> **GOAL**:
Continue the dependency-versioning advice below from where it stops.

> **SELECTION**:
━━━━━━━━━━━━━━━━━━━━━━━━━━━━━━

No, it doesn't support your known-dependencies.txt format, but it supports the standard libs.versions.toml file.

My approach to this issue would be to:

  1. Switch to the libs.versions.toml file for dependency versioning. This also requires removing the Spring dependency-management-plugin you are currently using,
  2. Manually create a "bundle" (in libs.versions.toml) that contains all the third-party dependencies that end up in your binary distribution. E.g.:
    [libraries]
    accessors-smart = { group = 'net.minidev', name = 'accessors-smart', version = '2.4.7' }
    alibabacloud-gateway-spi = { group = 'com.aliyun', name = 'alibabacloud-gateway-spi', version = '0.0.1' }
    ...
    
    [bundles]
    dist = ["accessors-smart", "alibabacloud-gateway-spi", ... ]
  3. Create a Groovy script that will use the data in the bundle to check that:
    • your binary distribution archive contains exactly the dependencies from the "bundle",
    • your binary distribution contains a license file for each dependency from the "bundle".
  4. Implement automatic merging of Dependabot PRs, which @vy implemented in Apache Logging Services.

━━━━━━━━━━━━━━━━━━━━━━━━━━━━━━

> **RECORDED INFORMATION**:
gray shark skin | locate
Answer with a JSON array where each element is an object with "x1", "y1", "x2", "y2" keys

━━━━━━━━━━━━━━━━━━━━━━━━━━━━━━

> **RESPONSE**:
This should be a rather safe setup since:

  • The TOML file contains structured data, so a Groovy script can easily deduce that a file called accessors-smart-2.4.7.jar corresponds to the accessors-smart entry, which should have a license file in licenses/net.minidev/LICENSE-accessors-smart.txt,
  • Dependabot will only update the "libraries" section of your file, it will never add or remove libraries from "bundles". So if a new transitive dependency appears or disappears, the Dependabot PR will fail, so you can manually add or remove a license file.

Remark: the main disadvantage of this setup is that you manage through Dependabot all your dependencies, both direct and transitive. You have about 300 deps, which means around 10-20 Dependabot PRs daily! The automatic merge is really required.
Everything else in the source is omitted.